# MATERIAL PROVIDED:
+ + + + + + +

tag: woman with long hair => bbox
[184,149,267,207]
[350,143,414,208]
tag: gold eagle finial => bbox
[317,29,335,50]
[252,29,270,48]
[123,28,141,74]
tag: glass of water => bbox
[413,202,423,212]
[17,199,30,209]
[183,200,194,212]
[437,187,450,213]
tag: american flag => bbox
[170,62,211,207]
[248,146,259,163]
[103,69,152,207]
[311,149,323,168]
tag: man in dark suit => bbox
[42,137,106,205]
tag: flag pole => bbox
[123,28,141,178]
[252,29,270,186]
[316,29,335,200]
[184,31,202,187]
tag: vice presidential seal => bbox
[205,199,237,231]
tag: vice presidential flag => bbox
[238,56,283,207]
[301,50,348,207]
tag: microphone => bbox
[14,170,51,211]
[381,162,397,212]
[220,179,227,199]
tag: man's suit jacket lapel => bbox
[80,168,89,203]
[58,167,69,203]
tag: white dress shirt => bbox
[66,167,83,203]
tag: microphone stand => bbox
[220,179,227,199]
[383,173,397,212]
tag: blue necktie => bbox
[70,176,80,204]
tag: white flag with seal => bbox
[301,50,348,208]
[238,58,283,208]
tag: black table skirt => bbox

+ + + + + + +

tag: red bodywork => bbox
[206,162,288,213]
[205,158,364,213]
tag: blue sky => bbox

+ + + + + + +

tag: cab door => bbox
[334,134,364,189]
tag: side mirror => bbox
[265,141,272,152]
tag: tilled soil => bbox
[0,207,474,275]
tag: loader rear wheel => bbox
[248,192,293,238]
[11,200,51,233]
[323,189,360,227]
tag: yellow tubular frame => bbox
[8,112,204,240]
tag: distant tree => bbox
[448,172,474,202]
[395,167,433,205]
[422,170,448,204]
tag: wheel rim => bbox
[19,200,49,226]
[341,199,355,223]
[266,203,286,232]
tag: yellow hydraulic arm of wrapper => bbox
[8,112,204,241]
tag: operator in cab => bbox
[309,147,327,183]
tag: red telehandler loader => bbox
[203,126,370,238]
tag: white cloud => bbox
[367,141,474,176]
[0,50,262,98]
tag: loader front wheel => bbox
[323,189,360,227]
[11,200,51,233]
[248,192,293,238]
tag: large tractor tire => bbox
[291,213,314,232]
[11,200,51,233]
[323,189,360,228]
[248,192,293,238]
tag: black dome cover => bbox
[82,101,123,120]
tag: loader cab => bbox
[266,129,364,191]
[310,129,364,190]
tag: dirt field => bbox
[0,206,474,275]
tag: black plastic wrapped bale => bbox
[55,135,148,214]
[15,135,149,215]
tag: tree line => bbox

+ + + + + + +

# TASK INSTRUCTIONS:
Please reproduce, without any changes, the entries from the line containing "tag: flag pole => bbox" up to and including the line containing "tag: black table skirt => bbox".

# TASK SOLUTION:
tag: flag pole => bbox
[123,28,141,178]
[252,29,270,186]
[316,29,335,200]
[184,31,202,187]
tag: vice presidential seal => bbox
[205,199,237,231]
tag: vice presidential flag => bbox
[238,56,283,207]
[301,50,348,207]
tag: microphone => bbox
[14,170,51,211]
[381,162,397,212]
[220,179,227,199]
tag: man's suit jacket lapel => bbox
[80,168,89,203]
[58,167,69,203]
tag: white dress shirt => bbox
[66,167,83,203]
tag: microphone stand => bbox
[220,179,227,199]
[383,173,397,212]
tag: blue necktie => bbox
[70,176,80,204]
tag: white flag with seal => bbox
[301,50,348,208]
[238,58,283,208]
tag: black table skirt => bbox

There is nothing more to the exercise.